* Begin RECORDS PROVIDED *

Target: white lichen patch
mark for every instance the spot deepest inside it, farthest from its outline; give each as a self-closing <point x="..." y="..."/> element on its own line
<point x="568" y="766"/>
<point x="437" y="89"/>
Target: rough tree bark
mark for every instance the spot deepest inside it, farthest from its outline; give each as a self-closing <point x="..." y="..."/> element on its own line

* End RECORDS PROVIDED *

**GIVEN EXERCISE:** Can you put the lines above into a JSON list of strings, one string per line, with blank lines left out?

**FINAL RESULT:**
[
  "Target: white lichen patch",
  "mark for every instance the spot deepest inside it, farthest from its outline; give each as a self-closing <point x=\"...\" y=\"...\"/> element on its own line",
  "<point x=\"568\" y=\"766\"/>",
  "<point x=\"437\" y=\"89\"/>",
  "Target: rough tree bark",
  "mark for every instance the spot deepest inside it, farthest from its outline; give each as a self-closing <point x=\"...\" y=\"...\"/> element on its own line"
]